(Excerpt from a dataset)
☆ ☆ ☆ ☆ ☆ ☆ ☆

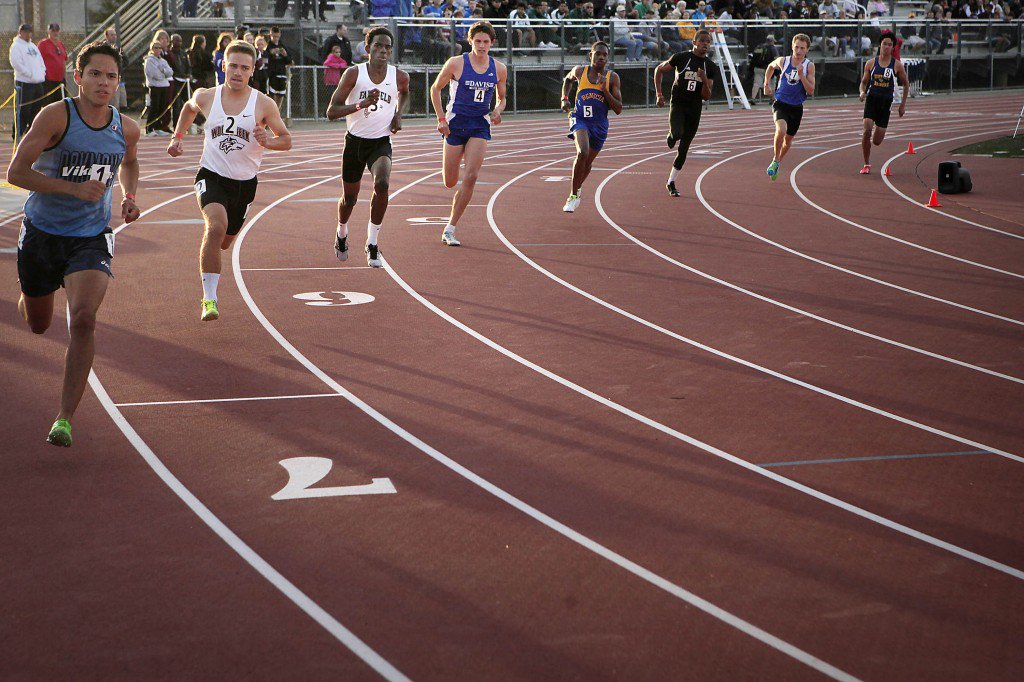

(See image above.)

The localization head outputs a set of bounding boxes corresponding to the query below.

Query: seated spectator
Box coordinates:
[324,45,348,88]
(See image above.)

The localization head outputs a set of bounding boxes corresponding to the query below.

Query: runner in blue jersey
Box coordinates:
[860,31,910,175]
[562,40,623,213]
[764,33,814,181]
[7,43,139,447]
[430,22,507,246]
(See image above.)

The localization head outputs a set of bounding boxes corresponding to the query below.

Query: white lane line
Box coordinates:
[89,151,409,682]
[790,130,1024,280]
[882,140,1024,240]
[589,131,1024,384]
[231,171,856,681]
[694,133,1024,327]
[89,372,409,680]
[114,393,339,408]
[487,149,1024,463]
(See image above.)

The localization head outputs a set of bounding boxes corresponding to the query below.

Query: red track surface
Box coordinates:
[0,91,1024,680]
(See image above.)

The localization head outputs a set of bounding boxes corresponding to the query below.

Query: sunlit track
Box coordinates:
[790,129,1024,279]
[6,91,1024,680]
[594,120,1024,383]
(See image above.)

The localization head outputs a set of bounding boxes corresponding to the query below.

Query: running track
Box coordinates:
[0,95,1024,680]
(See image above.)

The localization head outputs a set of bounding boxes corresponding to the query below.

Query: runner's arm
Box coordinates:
[7,101,106,202]
[253,92,292,152]
[118,117,142,222]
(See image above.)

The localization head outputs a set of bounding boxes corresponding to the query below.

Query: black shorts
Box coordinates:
[17,218,114,297]
[771,99,804,137]
[196,166,256,235]
[341,133,391,183]
[864,96,893,128]
[669,100,703,144]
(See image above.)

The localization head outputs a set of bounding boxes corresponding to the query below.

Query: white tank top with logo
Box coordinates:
[200,85,263,180]
[345,63,398,139]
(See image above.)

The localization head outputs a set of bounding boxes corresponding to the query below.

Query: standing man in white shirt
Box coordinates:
[8,24,46,144]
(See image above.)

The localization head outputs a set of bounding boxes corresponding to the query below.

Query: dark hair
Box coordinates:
[365,26,394,50]
[75,40,124,74]
[469,22,498,42]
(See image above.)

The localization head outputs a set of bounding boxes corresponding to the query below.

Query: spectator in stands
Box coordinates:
[7,24,46,142]
[188,33,217,90]
[266,26,295,109]
[321,24,352,63]
[509,2,537,47]
[348,0,367,26]
[565,0,598,47]
[143,38,174,136]
[167,34,191,125]
[39,22,68,106]
[608,4,644,61]
[213,31,233,85]
[103,27,129,112]
[324,45,348,88]
[818,0,839,20]
[253,36,270,94]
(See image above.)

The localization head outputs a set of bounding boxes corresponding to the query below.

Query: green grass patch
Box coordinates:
[953,131,1024,158]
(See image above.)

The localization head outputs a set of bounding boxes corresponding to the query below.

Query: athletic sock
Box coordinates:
[203,272,220,301]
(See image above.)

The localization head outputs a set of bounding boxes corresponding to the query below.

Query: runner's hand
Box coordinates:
[121,197,140,222]
[71,180,106,204]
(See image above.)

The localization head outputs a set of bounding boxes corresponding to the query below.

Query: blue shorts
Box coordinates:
[444,116,490,146]
[566,116,608,152]
[17,218,114,297]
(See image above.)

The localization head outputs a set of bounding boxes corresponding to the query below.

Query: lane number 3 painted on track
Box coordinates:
[270,457,397,502]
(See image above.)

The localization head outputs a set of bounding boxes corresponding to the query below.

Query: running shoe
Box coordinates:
[334,232,348,260]
[364,244,384,267]
[200,298,220,322]
[46,419,71,447]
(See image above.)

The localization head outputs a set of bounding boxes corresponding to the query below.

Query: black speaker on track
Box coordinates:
[939,161,971,195]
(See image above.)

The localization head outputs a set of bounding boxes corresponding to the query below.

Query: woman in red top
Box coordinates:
[37,22,68,106]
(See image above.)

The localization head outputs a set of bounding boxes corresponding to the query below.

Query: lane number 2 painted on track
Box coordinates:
[292,291,374,307]
[270,457,397,502]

☆ ☆ ☆ ☆ ☆ ☆ ☆

> **Directions for this task**:
Rewrite all of the rows above as a JSON list of strings with one string per line, and drop the blank lines. Leave the pictures out of the answer.

> **Worked answer**:
[
  "(See image above.)",
  "The localization head outputs a set of bounding boxes corresponding to the query below.",
  "Query: seated spectator",
  "Box coordinates:",
  "[324,45,348,88]",
  "(See image above.)",
  "The localization head outputs a set of bounding boxes corresponding to the query below.",
  "Query: runner in blue jersey",
  "Box coordinates:",
  "[860,31,910,175]",
  "[562,40,623,213]",
  "[764,33,814,181]",
  "[7,43,139,447]",
  "[430,22,507,246]",
  "(See image above.)",
  "The localization head outputs a set of bounding boxes corresponding to the query below.",
  "Query: white lane line",
  "Box coordinates:",
  "[89,151,409,682]",
  "[790,130,1024,280]",
  "[882,140,1024,240]",
  "[589,131,1024,384]",
  "[231,171,856,681]",
  "[694,133,1024,327]",
  "[89,372,409,680]",
  "[114,393,339,408]",
  "[487,149,1024,463]",
  "(See image above.)",
  "The localization head outputs a set of bounding boxes corresponding to the query below.",
  "Query: red track surface",
  "Box coordinates:",
  "[0,91,1024,680]",
  "(See image above.)",
  "The localization head outputs a set of bounding boxes corresponding to the query below.",
  "Query: sunlit track",
  "Box coordinates:",
  "[790,129,1024,279]",
  "[6,91,1024,680]",
  "[594,120,1024,383]",
  "(See image above.)",
  "The localization head outputs a set of bounding boxes corresponding to the query below.",
  "Query: running track",
  "Box coordinates:",
  "[0,95,1024,680]",
  "(See image above.)",
  "The localization head outputs a set of bounding boxes corresponding to the query below.",
  "Query: runner's arm",
  "Box coordinates:",
  "[7,101,106,202]",
  "[253,92,292,152]",
  "[118,117,142,222]",
  "(See image above.)",
  "The localization head outputs a set of bounding boxes corresponding to the query below.",
  "Query: black shorts",
  "Box coordinates:",
  "[17,218,114,297]",
  "[771,99,804,137]",
  "[196,166,256,235]",
  "[341,133,391,183]",
  "[864,96,893,128]",
  "[669,100,703,144]",
  "(See image above.)",
  "The localization head outputs a set of bounding boxes corresponding to the query below.",
  "Query: white tank top with logo",
  "Box coordinates:",
  "[200,85,263,180]",
  "[345,63,398,139]",
  "(See image above.)",
  "The localization head outputs a set of bounding boxes corresponding to the query below.",
  "Query: standing man in white shirt",
  "Box coordinates:",
  "[8,24,46,144]",
  "(See image above.)",
  "The localization head outputs a set of bounding boxes corresponding to the query below.",
  "Query: dark hair",
  "Box coordinates:",
  "[365,26,394,50]",
  "[75,40,124,74]",
  "[469,22,498,42]",
  "(See image above.)",
  "The localization head outputs a set of bounding boxes corresponding to the query below.",
  "Query: spectator in stands",
  "Box coordinates:",
  "[7,24,46,142]",
  "[188,33,217,90]",
  "[266,26,295,109]",
  "[321,24,352,63]",
  "[509,2,537,47]",
  "[348,0,367,26]",
  "[565,0,598,47]",
  "[143,38,174,136]",
  "[167,34,191,125]",
  "[39,22,68,106]",
  "[608,4,644,61]",
  "[213,31,233,85]",
  "[103,27,129,112]",
  "[324,45,348,88]",
  "[818,0,839,20]",
  "[253,36,270,94]",
  "(See image above.)",
  "The localization head outputs a set of bounding boxes corresponding to the query below.",
  "Query: green grass patch",
  "Box coordinates:",
  "[953,131,1024,158]",
  "(See image above.)",
  "The localization head outputs a set of bounding boxes corresponding to the query below.",
  "Query: athletic sock",
  "Box coordinates:",
  "[203,272,220,301]",
  "(See image above.)",
  "The localization head outputs a set of bounding boxes corresponding to the query below.",
  "Query: runner's hand",
  "Box coordinates:",
  "[121,197,140,222]",
  "[71,180,106,204]",
  "(See image above.)",
  "The localization head outputs a set of bounding boxes corresponding to the query below.",
  "Query: blue shorts",
  "Box coordinates:",
  "[444,116,490,146]",
  "[566,116,608,152]",
  "[17,218,114,297]",
  "(See image above.)",
  "The localization head outputs a set of bounding boxes corresponding to the query below.",
  "Query: lane number 3 painted on track",
  "Box coordinates:",
  "[270,457,397,502]",
  "(See image above.)",
  "The localization head outputs a set of bounding boxes corresponding to the query below.",
  "Query: running shoe",
  "Box coordinates:",
  "[334,232,348,260]",
  "[364,244,384,267]",
  "[200,298,220,322]",
  "[46,419,71,447]",
  "(See image above.)",
  "The localization head outputs a set of bounding boxes corresponding to the query below.",
  "Query: black speaker on track",
  "Box coordinates:",
  "[939,161,971,195]",
  "(See image above.)",
  "The localization head outputs a set of bounding boxes corresponding to the query below.",
  "Query: woman in red top",
  "Box coordinates:",
  "[37,22,68,106]",
  "(See image above.)",
  "The localization head outputs a set of bounding boxes corresponding to the query below.",
  "Query: lane number 2 painted on track",
  "Box coordinates:",
  "[292,291,374,307]",
  "[270,457,397,502]"
]